[Records taken from a collection]

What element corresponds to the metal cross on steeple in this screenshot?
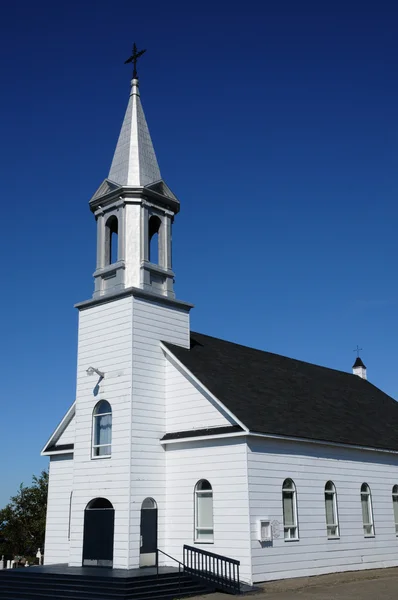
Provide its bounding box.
[124,42,146,79]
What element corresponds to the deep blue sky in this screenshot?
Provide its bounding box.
[0,0,398,505]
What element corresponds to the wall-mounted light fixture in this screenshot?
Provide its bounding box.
[86,367,105,379]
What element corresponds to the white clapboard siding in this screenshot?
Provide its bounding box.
[166,359,235,433]
[129,298,189,567]
[69,297,133,568]
[166,439,251,582]
[57,417,75,446]
[248,439,398,582]
[44,454,73,565]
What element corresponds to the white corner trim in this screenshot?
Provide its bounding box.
[159,431,247,446]
[40,401,76,456]
[160,342,249,432]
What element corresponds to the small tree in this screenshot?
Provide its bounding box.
[0,471,48,559]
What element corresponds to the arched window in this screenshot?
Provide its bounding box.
[92,400,112,457]
[148,215,162,264]
[282,479,299,540]
[361,483,374,537]
[325,481,339,538]
[105,215,119,265]
[195,479,214,543]
[392,485,398,535]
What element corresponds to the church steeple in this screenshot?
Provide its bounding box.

WHAT THE TASK REQUIRES
Copy the records above word for word, leaving out the pictures.

CORRECT OUTPUT
What element corresponds to the metal cross on steeple in this screenshot?
Provide its bounding box.
[124,42,146,79]
What element corresponds to the deep blue sky in this screenshot?
Provide its bounding box.
[0,0,398,505]
What element corresponds to the wall-mounted light fixture in this screenshot?
Provide its bounding box.
[86,367,105,379]
What element corresponds to the white clapboard siding in this screenshot?
Provide its bounding box.
[166,359,235,433]
[129,298,189,567]
[69,297,133,568]
[166,439,251,582]
[57,417,75,446]
[248,439,398,582]
[44,454,73,565]
What element corresponds to the white corner trim in this screenshot?
Provide its bounding box.
[159,431,247,446]
[40,401,76,456]
[160,342,249,432]
What element corresponds to the small tree in this screenshot?
Provide its bounding box.
[0,471,48,559]
What element corresponds to the arched window in this screenshot?
Provide its bounding box.
[92,400,112,457]
[148,215,162,264]
[282,479,299,540]
[361,483,374,537]
[325,481,339,538]
[105,215,119,265]
[195,479,214,543]
[392,485,398,535]
What element corresponds to the church steeple in this screenshot?
Provide its bounding box.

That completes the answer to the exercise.